Oh ok, just making sure.
A year or so ago I read a fairly thick tome reviewing
the development of the first atomic bombs. For most of the book it goes through the development of the physics by the scientists at Los Alamos in great detail. It was surprisingly fascinating. And then at the end it hits you with their deployment, the effects on the cities, and the first hand accounts of the survivors. It's absolutely horrible and one of the most depressing reads I have ever had. But altogether something very important to read, I think.
But back to a lighter subject,
I remember reading that antimatter is created during lightning storms, is that the only natural source we have of it?
It isn't the only natural source on Earth, though it may be one of the most popularly known within the atmosphere. But many types of radioactivity also release antimatter. Even a banana does: about 1 anti-electron per hour, because of potassium-40 decay, which releases positrons (the antimatter version of beta decay which releases electrons). Of course this is such a small rate that it's basically completely worthless except as an interesting academic point. "Bananas make antimatter."

WHAT TO DO:
**a)** Copy the passage on atomic bombs and antimatter from "A year or so" up to and including "have of it?", replacing "atomic bombs" with "nuclear weapons".
**b)** According to the passage on atomic bombs and antimatter, what three things does the book take up at its end?
**c)** Answer these questions from the passage on atomic bombs and antimatter:
(i) Where were the scientists whose development of the physics the book describes?
(ii) At about what rate does a banana produce anti-electrons?
(iii) The decay of what substance causes a banana to produce them?
The data that follow have no connection to the passage on atomic bombs and antimatter.

(Records from a data collection)
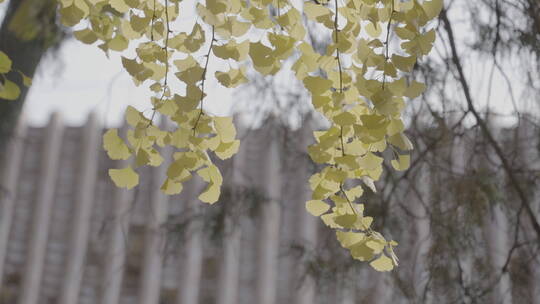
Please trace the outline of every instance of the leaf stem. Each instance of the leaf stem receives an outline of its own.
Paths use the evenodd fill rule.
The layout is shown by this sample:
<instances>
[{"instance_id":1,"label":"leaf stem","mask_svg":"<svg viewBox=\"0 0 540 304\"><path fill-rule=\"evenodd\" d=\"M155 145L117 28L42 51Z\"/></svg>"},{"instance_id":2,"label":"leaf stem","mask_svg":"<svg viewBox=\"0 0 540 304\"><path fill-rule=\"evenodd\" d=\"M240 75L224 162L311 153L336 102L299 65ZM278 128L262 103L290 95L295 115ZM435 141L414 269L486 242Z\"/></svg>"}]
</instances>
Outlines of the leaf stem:
<instances>
[{"instance_id":1,"label":"leaf stem","mask_svg":"<svg viewBox=\"0 0 540 304\"><path fill-rule=\"evenodd\" d=\"M206 53L206 63L204 64L204 70L201 76L202 84L201 84L201 109L199 111L199 115L197 116L197 120L195 121L195 124L193 125L193 134L195 134L195 130L197 129L197 125L199 124L199 120L201 120L201 116L203 115L203 108L204 108L204 83L206 81L206 72L208 71L208 62L210 61L210 53L212 52L212 47L214 47L214 41L216 37L216 30L214 26L212 25L212 40L210 41L210 47L208 48L208 53Z\"/></svg>"}]
</instances>

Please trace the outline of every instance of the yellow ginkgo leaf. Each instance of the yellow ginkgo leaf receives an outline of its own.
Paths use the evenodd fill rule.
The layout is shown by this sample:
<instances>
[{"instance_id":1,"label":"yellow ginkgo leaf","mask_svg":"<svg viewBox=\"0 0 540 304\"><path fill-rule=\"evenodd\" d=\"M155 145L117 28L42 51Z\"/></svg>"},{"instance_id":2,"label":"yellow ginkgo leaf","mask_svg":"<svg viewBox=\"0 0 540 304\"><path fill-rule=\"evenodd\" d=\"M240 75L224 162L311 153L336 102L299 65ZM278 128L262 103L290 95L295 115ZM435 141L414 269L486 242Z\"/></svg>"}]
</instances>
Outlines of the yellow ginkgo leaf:
<instances>
[{"instance_id":1,"label":"yellow ginkgo leaf","mask_svg":"<svg viewBox=\"0 0 540 304\"><path fill-rule=\"evenodd\" d=\"M411 165L411 156L410 155L399 155L398 159L392 160L392 167L397 171L405 171L409 169Z\"/></svg>"},{"instance_id":2,"label":"yellow ginkgo leaf","mask_svg":"<svg viewBox=\"0 0 540 304\"><path fill-rule=\"evenodd\" d=\"M394 263L392 262L392 259L387 257L384 253L381 254L380 257L373 260L371 263L369 263L373 269L377 271L390 271L394 269Z\"/></svg>"},{"instance_id":3,"label":"yellow ginkgo leaf","mask_svg":"<svg viewBox=\"0 0 540 304\"><path fill-rule=\"evenodd\" d=\"M306 202L306 209L313 216L321 216L330 210L330 205L321 200L311 200Z\"/></svg>"}]
</instances>

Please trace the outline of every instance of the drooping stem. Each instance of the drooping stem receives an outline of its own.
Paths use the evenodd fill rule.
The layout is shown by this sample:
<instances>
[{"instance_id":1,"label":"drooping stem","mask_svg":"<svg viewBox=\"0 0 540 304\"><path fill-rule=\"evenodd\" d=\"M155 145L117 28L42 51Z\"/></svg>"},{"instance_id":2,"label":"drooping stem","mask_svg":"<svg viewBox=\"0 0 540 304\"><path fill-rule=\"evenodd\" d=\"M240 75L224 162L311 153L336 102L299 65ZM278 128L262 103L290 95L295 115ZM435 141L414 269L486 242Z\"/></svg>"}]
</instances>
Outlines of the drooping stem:
<instances>
[{"instance_id":1,"label":"drooping stem","mask_svg":"<svg viewBox=\"0 0 540 304\"><path fill-rule=\"evenodd\" d=\"M195 124L193 125L193 134L195 134L195 130L197 129L197 125L199 124L199 120L201 120L201 116L203 115L203 108L204 108L204 83L206 81L206 72L208 71L208 62L210 61L210 54L212 52L212 47L214 47L214 41L216 37L216 31L214 26L212 25L212 40L210 41L210 47L208 48L208 53L206 53L206 62L204 64L203 73L201 76L202 83L201 83L201 109L199 111L199 115L197 116L197 120L195 121Z\"/></svg>"}]
</instances>

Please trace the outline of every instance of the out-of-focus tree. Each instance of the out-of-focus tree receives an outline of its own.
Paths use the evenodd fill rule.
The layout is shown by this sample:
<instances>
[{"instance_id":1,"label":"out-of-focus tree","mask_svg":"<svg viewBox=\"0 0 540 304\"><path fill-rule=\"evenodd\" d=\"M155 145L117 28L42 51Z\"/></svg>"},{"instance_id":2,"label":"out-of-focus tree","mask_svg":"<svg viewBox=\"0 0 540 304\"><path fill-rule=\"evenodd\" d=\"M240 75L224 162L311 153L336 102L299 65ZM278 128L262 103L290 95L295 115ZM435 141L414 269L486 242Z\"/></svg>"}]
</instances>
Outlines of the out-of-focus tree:
<instances>
[{"instance_id":1,"label":"out-of-focus tree","mask_svg":"<svg viewBox=\"0 0 540 304\"><path fill-rule=\"evenodd\" d=\"M11 61L7 78L15 82L20 94L15 100L0 98L0 155L4 154L29 90L21 73L32 78L47 50L64 37L57 22L57 1L10 0L6 6L0 27L0 51Z\"/></svg>"}]
</instances>

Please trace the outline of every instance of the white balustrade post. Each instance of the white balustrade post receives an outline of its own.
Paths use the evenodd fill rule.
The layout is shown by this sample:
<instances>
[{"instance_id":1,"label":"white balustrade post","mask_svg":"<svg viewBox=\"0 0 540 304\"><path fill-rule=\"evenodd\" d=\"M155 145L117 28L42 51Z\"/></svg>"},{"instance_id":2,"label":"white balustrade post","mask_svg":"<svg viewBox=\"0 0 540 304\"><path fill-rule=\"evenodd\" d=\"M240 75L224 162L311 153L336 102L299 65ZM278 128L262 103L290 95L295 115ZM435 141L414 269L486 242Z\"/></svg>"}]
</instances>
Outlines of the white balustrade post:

TASK ANSWERS:
**a)**
A year or so ago I read a fairly thick tome reviewing
the development of the first nuclear weapons. For most of the book it goes through the development of the physics by the scientists at Los Alamos in great detail. It was surprisingly fascinating. And then at the end it hits you with their deployment, the effects on the cities, and the first hand accounts of the survivors. It's absolutely horrible and one of the most depressing reads I have ever had. But altogether something very important to read, I think.
But back to a lighter subject,
I remember reading that antimatter is created during lightning storms, is that the only natural source we have of it?

**b)** The deployment of the bombs, the effects on the cities, and the first-hand accounts of the survivors.

**c)**
(i) Los Alamos
(ii) About 1 anti-electron per hour
(iii) Potassium-40